start Rows

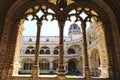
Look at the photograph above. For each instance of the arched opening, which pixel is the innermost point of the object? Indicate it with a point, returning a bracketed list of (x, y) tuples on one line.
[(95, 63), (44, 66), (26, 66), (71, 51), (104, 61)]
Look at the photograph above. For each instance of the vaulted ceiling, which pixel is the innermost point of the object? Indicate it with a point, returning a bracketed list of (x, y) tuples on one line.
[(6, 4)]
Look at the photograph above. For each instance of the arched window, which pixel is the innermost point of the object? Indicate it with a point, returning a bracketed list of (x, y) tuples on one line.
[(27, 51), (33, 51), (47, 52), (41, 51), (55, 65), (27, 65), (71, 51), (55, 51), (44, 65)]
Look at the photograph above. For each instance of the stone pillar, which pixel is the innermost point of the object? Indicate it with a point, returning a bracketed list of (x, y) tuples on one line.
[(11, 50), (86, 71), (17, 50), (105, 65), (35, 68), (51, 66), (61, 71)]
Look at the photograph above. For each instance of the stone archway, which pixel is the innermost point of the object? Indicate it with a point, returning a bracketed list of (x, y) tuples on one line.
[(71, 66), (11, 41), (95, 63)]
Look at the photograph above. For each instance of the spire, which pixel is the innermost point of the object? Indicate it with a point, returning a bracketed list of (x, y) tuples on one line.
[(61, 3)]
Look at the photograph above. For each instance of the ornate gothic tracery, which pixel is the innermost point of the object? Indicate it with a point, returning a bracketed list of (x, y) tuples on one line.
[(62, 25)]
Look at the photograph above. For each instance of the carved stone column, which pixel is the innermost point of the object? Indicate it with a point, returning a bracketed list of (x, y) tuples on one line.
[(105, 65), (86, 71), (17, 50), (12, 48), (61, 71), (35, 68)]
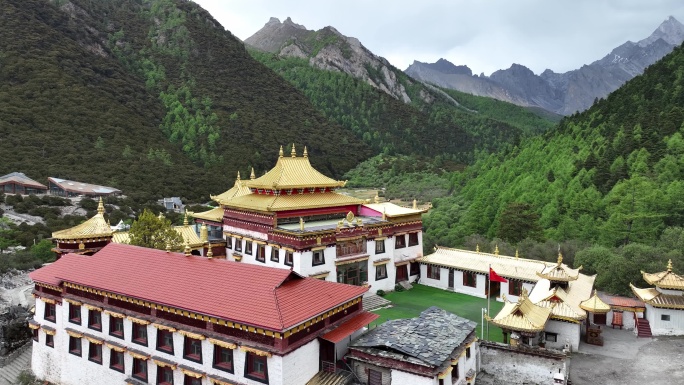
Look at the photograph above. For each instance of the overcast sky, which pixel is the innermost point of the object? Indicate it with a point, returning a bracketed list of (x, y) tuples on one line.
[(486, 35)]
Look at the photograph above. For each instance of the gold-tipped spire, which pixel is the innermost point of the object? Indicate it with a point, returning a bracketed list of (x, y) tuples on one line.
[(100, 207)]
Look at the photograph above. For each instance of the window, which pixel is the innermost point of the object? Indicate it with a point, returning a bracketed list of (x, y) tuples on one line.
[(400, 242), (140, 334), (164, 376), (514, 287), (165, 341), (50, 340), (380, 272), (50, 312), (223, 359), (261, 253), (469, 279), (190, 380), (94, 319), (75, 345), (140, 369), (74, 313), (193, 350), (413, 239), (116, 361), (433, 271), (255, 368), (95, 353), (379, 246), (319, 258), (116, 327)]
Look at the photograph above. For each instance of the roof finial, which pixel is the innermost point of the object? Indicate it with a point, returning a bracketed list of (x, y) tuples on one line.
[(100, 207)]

end Rows
start Rows

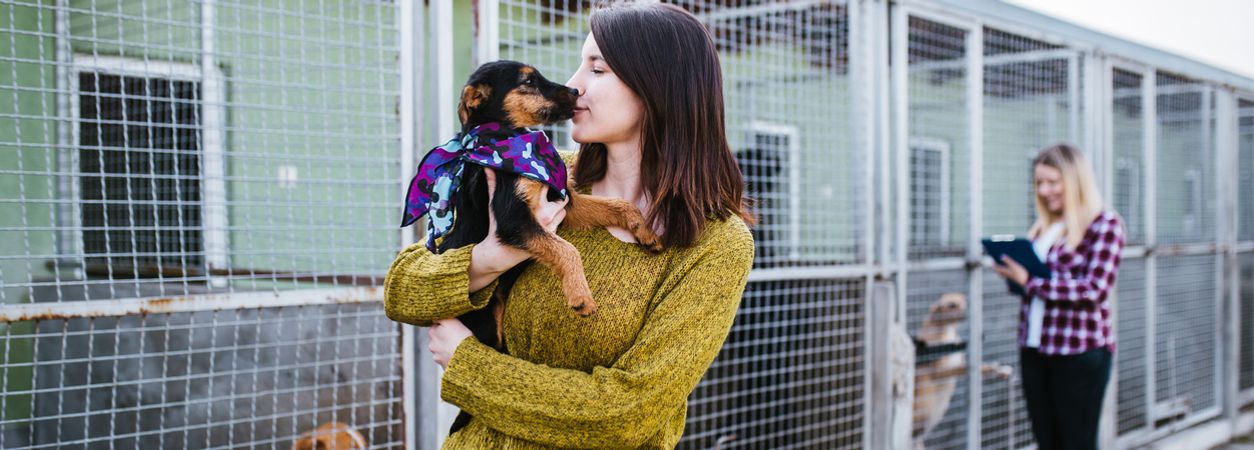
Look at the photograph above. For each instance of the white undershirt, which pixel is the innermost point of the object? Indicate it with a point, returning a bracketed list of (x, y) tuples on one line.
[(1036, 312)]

end Rows

[Given instruction]
Copy the stretch of the data from the line containing "the window, which" through the line containing "258), (116, 327)]", swapping "window" for "doorway" and leaving everything else unchanged.

[Expected answer]
Look at the photograph above. For each instance of the doorway, which pixel is the innermost point of the object? Indicate it with a point, returning a bracketed list of (x, y) tuples on one line.
[(400, 242), (140, 334), (164, 376), (514, 287), (165, 341), (50, 340), (380, 272), (50, 312), (223, 359), (261, 253), (469, 279), (190, 380), (94, 319), (75, 345), (140, 369), (74, 313), (193, 350), (413, 239), (116, 361), (433, 271), (255, 368), (95, 353), (379, 246), (319, 258), (116, 327)]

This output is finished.